About this task → Print verbatim the opening line of the material and every subsequent line through the one containing "like (49, 68).".

----- Information provided

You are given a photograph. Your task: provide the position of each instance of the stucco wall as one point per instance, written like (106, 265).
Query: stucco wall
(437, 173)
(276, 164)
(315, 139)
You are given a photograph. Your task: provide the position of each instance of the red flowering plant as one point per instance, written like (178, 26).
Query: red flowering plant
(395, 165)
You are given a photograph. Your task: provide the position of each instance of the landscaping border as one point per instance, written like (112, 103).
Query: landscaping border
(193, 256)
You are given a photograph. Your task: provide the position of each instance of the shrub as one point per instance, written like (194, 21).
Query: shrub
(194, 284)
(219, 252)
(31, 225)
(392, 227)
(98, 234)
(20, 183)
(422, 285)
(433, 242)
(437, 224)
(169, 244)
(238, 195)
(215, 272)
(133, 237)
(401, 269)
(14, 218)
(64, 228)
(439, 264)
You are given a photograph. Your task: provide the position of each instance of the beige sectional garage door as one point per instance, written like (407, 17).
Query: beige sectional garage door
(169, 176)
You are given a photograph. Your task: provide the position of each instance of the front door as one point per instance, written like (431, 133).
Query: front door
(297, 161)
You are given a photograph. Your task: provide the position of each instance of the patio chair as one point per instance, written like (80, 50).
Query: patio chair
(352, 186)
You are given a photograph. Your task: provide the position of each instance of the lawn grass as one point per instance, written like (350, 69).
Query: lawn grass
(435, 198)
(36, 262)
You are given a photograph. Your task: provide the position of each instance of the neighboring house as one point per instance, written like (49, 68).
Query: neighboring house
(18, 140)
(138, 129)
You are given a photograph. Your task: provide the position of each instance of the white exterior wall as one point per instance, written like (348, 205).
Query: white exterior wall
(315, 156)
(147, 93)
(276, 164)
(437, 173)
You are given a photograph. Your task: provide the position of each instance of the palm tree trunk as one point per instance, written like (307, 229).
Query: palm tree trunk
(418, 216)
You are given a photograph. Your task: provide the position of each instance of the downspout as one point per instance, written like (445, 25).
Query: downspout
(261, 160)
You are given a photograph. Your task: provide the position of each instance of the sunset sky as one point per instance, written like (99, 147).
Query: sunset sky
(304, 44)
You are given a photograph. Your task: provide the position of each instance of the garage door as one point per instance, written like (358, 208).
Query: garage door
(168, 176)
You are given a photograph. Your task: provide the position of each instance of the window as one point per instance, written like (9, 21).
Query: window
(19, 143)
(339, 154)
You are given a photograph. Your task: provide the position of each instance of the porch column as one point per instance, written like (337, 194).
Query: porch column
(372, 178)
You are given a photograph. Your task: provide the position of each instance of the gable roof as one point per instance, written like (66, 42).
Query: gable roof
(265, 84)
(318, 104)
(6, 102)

----------

Response area →
You are given a photograph. Your task: provide the position of each instance of the stucco wall as one point per instance, written like (106, 265).
Query: stucco wall
(437, 173)
(276, 164)
(315, 139)
You are given a photograph. Your task: provide the position of each instance of the red flowering plant as one point per instance, written like (178, 26).
Query: red flowering plant
(395, 165)
You are given a photograph. Your task: provide the position of each instance of the landscaping border as one point per instance, written like (112, 103).
Query: landscaping border
(193, 256)
You are given a photograph. Your task: provide the position of each instance of the shrub as one point per instance, written like (194, 21).
Query: shrub
(194, 284)
(219, 252)
(31, 225)
(392, 227)
(98, 234)
(20, 183)
(422, 285)
(433, 242)
(437, 224)
(169, 244)
(238, 195)
(215, 272)
(133, 237)
(401, 269)
(14, 218)
(64, 228)
(439, 264)
You are given a photograph. Your task: provide the position of each instance of the beige sectional garage door as one point per instance, written like (407, 17).
Query: beige sectional garage door
(169, 176)
You are given a photograph. Your task: provide the position of each instance of the front door as one point per instance, written like (431, 133).
Query: front door
(297, 161)
You are given a photograph. Your task: provide the position of each instance of the patio chair as one point per instance, written like (80, 50).
Query: patio chair
(352, 186)
You are given a photograph. Your task: provide the position of each instance of the lawn grass as one point per instance, written like (350, 69).
Query: lawn grass
(435, 198)
(36, 262)
You are given a photograph. Your task: provide the position of each instance of the neighboring house as one point per instance, written like (49, 68).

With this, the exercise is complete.